Items from a dataset
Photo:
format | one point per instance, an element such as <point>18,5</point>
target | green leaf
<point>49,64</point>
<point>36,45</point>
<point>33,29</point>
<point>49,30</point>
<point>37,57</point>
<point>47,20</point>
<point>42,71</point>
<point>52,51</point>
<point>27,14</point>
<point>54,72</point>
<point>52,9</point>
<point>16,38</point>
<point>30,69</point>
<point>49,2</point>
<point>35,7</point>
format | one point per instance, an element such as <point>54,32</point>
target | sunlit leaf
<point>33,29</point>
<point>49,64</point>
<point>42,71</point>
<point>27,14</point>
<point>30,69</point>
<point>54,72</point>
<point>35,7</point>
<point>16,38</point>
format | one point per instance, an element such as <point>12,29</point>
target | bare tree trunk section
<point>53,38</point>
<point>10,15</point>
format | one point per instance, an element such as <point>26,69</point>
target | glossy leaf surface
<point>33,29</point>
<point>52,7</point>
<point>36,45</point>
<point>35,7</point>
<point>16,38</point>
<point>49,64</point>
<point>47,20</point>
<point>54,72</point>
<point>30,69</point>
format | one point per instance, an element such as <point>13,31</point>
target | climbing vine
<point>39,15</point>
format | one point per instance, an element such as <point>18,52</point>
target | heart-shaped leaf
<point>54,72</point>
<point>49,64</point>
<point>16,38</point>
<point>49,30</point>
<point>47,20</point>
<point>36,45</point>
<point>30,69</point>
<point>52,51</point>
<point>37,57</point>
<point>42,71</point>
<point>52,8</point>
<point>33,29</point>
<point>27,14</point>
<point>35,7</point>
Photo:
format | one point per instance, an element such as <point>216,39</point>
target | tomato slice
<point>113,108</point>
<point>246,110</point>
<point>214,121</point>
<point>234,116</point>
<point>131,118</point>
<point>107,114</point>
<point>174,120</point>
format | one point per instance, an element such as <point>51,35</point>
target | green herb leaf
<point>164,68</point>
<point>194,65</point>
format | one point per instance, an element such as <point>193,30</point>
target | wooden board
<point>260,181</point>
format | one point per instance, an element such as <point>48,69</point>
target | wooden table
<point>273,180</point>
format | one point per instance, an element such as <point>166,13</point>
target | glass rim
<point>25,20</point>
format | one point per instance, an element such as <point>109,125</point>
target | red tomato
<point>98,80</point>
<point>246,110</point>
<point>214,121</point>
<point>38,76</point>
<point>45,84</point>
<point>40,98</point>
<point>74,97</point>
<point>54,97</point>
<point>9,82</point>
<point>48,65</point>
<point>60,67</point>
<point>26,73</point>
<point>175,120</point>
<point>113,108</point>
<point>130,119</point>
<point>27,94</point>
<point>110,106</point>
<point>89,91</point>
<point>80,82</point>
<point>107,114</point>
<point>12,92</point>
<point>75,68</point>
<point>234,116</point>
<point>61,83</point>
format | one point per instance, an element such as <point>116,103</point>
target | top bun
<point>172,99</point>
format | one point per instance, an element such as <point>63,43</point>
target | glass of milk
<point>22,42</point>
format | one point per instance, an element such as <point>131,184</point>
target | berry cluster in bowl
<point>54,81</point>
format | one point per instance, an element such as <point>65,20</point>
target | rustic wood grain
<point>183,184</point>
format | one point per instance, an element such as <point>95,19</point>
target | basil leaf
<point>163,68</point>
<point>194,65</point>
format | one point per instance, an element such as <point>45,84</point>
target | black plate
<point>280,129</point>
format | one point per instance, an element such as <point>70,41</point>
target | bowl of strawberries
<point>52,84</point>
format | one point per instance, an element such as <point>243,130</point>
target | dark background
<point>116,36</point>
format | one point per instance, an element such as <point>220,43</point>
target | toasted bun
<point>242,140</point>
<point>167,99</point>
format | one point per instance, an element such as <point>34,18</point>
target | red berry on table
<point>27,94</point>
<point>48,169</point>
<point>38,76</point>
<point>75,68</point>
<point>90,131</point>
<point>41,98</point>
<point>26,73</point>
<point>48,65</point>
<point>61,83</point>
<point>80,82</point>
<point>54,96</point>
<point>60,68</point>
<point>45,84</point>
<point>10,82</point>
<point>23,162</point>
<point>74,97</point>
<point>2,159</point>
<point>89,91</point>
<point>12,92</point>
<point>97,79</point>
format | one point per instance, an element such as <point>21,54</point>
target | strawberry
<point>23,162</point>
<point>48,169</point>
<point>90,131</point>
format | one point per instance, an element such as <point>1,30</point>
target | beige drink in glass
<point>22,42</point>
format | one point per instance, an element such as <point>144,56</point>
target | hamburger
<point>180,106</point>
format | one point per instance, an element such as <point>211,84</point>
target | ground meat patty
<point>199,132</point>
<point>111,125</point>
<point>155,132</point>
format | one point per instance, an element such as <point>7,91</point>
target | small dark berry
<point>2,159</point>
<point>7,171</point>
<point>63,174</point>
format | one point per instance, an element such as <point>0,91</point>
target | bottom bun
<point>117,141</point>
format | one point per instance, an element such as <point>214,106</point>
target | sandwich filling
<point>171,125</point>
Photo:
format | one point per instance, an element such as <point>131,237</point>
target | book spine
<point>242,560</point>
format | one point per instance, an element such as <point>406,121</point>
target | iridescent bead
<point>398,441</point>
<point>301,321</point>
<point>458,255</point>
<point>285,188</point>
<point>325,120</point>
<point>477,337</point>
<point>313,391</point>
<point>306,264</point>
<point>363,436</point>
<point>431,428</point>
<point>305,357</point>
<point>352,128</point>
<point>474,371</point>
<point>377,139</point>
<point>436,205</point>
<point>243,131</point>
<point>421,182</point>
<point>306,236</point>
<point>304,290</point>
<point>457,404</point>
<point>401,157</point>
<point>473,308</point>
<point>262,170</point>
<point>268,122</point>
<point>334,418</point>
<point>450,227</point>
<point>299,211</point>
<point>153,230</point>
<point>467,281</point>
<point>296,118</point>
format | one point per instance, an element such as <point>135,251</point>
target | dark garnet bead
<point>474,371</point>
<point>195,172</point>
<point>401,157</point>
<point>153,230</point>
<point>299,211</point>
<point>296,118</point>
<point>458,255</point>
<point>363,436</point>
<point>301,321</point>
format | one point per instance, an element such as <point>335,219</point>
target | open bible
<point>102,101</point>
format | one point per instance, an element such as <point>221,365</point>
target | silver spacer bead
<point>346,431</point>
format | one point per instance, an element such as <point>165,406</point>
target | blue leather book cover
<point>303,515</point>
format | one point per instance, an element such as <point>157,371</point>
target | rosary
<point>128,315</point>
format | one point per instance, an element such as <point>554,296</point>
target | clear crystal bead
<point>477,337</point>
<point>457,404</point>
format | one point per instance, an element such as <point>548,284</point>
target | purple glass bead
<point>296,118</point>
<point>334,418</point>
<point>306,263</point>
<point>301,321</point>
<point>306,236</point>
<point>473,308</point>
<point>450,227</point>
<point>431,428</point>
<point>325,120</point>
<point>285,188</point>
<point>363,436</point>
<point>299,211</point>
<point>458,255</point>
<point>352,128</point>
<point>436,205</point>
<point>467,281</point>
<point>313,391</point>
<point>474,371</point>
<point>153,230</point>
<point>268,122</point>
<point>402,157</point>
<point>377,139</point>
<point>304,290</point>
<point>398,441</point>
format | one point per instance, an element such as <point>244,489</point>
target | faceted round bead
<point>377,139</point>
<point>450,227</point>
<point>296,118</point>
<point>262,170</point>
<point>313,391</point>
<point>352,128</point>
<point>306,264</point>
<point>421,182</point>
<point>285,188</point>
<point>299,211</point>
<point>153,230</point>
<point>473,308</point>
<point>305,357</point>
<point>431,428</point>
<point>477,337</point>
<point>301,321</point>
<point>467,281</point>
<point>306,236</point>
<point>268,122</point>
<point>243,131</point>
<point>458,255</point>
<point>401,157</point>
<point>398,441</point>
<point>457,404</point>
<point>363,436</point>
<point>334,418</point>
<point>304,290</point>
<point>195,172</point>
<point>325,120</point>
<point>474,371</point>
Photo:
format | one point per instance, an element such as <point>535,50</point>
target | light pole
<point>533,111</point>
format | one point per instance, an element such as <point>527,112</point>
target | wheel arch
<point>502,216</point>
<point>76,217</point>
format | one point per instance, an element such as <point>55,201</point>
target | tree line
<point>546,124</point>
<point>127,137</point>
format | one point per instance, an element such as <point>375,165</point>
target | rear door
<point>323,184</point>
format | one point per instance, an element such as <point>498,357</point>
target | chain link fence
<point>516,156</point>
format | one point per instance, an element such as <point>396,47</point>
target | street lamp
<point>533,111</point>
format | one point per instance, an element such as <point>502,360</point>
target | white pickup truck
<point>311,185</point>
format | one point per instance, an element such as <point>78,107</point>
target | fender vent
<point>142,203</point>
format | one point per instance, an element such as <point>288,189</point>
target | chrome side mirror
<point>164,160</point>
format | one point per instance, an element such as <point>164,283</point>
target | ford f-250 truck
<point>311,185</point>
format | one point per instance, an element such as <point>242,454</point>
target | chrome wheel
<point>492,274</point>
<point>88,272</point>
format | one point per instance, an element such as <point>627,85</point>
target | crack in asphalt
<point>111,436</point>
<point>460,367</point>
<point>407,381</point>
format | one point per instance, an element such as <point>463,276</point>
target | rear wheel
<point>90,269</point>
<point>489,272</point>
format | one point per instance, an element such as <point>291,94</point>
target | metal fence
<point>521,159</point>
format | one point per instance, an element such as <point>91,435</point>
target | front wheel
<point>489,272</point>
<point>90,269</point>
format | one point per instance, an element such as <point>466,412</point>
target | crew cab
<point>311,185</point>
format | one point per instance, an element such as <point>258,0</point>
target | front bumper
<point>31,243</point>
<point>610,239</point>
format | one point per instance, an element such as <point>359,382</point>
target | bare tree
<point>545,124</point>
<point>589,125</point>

Aim: Copy the lines of the data above verbatim, beginning with the line that contains "such as <point>144,56</point>" and continuing through the line that contains "<point>155,132</point>", including both of those lines.

Full solution:
format | one point per instance, an element such as <point>144,56</point>
target | hamburger
<point>180,106</point>
format | one point per instance, an element such as <point>211,84</point>
target | ground meat patty
<point>199,132</point>
<point>111,125</point>
<point>155,132</point>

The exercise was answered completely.